▸ **TEXTE SOURCE**
--------
Le livre de Daniel Martinez," Carnets d'un intérimaire "
(éditions Agone, 2003, http://www.agone.org/) s'inscrit
dans la suite de ce roman et concernent les années 1994-
1998. C'est un témoignage dont la lecture est indispensable.
Le sociologue Michel Pialoux a préfacé ce livre où Daniel
Martinez dit tout, avec précision, de sa vie d'intérimaire
dans la région de Bordeaux : l'épuisement, les missions
dangereuses, les problèmes et les bons moments avec ses
collègues, les répercutions de la précarité sur sa vie
personnelle, son engouement pour la culture, ses moments de
découragement, sa révolte contre les nantis et tous les
gouvernants...

Certains avancent des généralités du genre " les
travailleurs sont démoralisés ", " la classe ouvrière n'a
plus de conscience collective ", etc. Nous leur conseillons
d'aborder le problème de façon plus concrète et plus
prudente en lisant entre autres " Carnets d'un intérimaire "
qui donne beaucoup à réfléchir sur les travailleurs, sur ce
qu'ils vivent, pensent et ressentent.
--------
[Étiquettes des points d'objets]

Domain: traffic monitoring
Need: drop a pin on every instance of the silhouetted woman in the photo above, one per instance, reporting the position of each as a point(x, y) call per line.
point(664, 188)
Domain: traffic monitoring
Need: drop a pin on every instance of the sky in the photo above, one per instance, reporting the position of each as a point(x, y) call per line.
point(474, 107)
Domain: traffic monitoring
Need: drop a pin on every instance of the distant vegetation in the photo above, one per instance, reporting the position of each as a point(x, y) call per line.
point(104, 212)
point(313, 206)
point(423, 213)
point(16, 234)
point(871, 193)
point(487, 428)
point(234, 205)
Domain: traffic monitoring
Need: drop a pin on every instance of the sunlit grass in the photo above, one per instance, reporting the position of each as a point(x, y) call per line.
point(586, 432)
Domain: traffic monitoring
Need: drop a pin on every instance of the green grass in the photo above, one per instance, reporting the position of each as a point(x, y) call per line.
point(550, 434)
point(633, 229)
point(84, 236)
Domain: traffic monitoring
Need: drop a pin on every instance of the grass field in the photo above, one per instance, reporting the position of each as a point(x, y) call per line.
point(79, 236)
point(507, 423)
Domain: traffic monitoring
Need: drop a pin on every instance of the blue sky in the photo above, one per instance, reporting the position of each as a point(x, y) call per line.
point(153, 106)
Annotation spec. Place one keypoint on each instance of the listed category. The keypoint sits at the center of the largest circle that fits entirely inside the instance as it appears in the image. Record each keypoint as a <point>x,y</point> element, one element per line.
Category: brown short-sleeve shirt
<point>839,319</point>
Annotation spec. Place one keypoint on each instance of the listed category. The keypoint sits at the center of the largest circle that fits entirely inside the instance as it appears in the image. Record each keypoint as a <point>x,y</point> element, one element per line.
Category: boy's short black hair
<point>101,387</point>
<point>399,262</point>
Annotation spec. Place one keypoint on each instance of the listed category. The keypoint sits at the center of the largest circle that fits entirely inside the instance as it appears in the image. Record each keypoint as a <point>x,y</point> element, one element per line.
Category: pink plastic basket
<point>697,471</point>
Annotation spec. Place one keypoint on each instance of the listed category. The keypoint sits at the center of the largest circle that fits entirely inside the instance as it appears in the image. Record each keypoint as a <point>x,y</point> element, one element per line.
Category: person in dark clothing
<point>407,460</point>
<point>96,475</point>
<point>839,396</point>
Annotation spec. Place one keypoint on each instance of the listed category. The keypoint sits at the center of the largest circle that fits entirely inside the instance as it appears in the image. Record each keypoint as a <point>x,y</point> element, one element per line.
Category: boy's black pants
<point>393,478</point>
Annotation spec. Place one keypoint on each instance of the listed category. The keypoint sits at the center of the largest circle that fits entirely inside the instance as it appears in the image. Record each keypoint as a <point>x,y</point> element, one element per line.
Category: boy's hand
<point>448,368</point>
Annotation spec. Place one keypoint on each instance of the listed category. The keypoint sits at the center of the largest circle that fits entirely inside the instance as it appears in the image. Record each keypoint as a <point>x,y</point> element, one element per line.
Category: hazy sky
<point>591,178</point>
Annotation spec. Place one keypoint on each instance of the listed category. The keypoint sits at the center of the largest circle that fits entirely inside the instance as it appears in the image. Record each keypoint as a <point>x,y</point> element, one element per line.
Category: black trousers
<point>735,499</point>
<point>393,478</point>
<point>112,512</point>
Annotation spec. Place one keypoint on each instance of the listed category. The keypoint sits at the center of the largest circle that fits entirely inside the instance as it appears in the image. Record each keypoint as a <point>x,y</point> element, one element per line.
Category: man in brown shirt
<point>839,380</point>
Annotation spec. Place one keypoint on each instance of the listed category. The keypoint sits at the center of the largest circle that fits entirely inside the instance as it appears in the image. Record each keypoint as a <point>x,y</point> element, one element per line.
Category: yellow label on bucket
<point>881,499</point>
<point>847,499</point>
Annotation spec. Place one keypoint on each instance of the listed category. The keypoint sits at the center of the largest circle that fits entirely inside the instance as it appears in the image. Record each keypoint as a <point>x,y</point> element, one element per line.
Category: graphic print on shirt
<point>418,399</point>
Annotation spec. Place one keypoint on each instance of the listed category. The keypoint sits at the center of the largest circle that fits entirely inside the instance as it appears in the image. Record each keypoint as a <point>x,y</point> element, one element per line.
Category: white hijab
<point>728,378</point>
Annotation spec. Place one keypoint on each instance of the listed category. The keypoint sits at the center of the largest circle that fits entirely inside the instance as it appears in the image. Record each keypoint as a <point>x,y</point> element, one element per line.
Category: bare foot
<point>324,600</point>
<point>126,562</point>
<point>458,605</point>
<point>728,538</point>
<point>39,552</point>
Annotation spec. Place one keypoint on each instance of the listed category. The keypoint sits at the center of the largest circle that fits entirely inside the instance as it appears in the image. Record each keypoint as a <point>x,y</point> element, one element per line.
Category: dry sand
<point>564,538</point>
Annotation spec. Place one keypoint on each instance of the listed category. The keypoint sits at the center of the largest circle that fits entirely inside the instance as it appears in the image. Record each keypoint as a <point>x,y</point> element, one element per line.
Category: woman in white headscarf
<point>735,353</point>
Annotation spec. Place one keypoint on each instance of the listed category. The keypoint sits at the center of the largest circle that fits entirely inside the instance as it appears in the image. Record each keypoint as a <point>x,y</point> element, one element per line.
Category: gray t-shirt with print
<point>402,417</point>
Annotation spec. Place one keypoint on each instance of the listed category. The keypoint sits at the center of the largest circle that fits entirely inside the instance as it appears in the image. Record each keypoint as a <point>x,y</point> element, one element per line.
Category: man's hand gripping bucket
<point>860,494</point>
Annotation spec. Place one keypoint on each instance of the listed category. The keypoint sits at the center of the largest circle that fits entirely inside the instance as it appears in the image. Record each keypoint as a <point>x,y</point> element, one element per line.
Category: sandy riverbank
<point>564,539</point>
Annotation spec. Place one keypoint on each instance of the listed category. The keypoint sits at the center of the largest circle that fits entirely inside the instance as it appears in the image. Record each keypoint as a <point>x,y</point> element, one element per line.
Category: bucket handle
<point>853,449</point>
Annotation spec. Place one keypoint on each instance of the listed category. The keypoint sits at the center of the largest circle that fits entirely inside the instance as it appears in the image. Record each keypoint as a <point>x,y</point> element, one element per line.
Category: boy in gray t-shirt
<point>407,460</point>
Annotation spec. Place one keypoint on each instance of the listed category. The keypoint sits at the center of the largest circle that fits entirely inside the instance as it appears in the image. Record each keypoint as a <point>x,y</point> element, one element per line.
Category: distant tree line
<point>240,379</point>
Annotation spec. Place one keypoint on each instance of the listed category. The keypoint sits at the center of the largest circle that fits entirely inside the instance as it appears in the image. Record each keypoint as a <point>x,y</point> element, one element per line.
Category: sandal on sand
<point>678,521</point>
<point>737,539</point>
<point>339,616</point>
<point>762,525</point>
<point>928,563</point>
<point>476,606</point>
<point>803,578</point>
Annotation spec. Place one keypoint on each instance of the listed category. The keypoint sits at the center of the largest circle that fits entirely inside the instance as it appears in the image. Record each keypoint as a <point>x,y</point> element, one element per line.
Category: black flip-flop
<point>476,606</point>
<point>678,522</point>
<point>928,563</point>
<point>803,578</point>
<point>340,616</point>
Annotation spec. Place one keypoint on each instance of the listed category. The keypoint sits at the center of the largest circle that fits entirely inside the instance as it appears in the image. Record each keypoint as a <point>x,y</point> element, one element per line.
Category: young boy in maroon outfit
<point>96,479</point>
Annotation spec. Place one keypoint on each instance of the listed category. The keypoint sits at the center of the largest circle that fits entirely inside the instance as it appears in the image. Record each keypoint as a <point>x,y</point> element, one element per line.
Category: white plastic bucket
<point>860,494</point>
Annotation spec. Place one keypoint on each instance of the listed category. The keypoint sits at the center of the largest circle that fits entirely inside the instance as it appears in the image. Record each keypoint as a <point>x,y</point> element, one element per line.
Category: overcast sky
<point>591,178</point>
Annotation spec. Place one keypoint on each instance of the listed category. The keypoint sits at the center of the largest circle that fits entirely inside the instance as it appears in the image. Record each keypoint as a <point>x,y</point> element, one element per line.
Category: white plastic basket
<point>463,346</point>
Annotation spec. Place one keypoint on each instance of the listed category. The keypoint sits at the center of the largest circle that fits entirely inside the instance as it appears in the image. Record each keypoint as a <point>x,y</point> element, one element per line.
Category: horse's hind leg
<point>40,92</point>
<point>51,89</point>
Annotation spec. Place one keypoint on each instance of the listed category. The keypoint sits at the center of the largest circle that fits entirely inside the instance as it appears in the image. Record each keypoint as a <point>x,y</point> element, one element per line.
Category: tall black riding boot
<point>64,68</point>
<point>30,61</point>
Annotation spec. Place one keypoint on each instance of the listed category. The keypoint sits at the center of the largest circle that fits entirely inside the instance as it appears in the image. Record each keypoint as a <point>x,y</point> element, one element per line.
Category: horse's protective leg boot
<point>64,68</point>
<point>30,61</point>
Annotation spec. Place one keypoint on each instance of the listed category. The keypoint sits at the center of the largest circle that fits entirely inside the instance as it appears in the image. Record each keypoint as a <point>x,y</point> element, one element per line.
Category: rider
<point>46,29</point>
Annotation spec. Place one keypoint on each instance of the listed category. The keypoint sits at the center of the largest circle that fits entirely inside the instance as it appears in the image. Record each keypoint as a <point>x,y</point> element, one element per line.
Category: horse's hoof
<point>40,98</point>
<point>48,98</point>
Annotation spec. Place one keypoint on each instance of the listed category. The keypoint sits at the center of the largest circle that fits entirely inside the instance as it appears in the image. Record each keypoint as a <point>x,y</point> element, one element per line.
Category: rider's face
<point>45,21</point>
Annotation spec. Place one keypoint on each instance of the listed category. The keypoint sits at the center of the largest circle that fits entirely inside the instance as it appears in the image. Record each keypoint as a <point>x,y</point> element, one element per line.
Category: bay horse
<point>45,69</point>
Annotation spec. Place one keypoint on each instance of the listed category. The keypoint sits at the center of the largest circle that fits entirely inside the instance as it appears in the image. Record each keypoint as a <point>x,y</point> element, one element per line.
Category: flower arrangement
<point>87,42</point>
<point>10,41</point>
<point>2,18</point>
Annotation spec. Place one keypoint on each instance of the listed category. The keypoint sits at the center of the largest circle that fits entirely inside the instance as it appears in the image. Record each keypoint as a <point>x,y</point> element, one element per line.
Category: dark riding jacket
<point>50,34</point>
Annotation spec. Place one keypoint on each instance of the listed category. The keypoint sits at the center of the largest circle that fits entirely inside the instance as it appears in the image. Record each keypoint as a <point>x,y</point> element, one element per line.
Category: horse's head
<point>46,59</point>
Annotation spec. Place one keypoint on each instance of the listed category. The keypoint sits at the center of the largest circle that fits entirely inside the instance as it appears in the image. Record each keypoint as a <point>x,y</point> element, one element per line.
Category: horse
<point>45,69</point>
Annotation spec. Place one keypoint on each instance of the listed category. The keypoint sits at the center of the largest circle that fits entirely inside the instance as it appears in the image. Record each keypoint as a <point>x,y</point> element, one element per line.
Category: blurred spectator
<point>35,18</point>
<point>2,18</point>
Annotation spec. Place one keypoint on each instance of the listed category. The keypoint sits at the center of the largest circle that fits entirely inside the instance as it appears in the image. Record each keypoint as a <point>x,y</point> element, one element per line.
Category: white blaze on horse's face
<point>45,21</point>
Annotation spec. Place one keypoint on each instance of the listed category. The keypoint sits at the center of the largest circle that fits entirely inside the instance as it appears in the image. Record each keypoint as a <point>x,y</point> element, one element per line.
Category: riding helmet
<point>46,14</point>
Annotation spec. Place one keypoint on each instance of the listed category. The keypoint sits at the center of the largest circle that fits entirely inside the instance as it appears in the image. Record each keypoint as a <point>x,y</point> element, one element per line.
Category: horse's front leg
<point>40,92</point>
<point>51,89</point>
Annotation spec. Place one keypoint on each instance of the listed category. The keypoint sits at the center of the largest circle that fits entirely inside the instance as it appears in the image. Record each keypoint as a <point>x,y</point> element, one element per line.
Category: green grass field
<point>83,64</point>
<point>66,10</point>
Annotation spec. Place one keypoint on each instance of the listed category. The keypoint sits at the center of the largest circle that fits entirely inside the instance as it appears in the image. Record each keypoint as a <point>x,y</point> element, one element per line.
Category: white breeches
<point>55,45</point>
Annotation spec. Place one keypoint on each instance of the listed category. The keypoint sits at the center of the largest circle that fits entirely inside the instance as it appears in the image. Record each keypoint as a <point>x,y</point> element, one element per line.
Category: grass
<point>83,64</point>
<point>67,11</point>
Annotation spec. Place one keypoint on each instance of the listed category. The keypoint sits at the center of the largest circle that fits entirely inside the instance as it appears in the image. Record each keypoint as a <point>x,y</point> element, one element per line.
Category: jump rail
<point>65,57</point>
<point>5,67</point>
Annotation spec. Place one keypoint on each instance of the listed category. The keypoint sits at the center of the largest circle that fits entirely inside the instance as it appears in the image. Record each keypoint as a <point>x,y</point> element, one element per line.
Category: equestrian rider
--------
▸ **CONSIGNE 1**
Selon le texte source sur « Carnets d'un intérimaire », qui a préfacé ce livre ?
▸ **CONSIGNE 2**
Prolongez le texte source sur « Carnets d'un intérimaire » à partir de sa dernière phrase.
Ces données n'ont aucun lien avec le texte source.

▸ **RÉPONSE ATTENDUE 1**
Le sociologue Michel Pialoux.

▸ **RÉPONSE ATTENDUE 2**
RÉPONSE À TOUT
Quelle est la meilleure façon de relancer une conversation
en train de mollir, au risque de déboucher sur un silence
collectif embarrassant ? Comment éviter ce silence dont il
n'est pas si aisé de sortir sans laisser la désagréable
impression que nous étions bel et bien en train de nous
ennuyer ensemble ? La solution est évidente : lancez le
thème des fournisseurs d'accès à la téléphonie mobile ou à
internet. Aussitôt tout un chacun retrouvera de l'allant
pour placer son avis, y compris ceux qui, au grand jamais,
ne veulent avoir un téléphone portable et/ou l'accès à
internet.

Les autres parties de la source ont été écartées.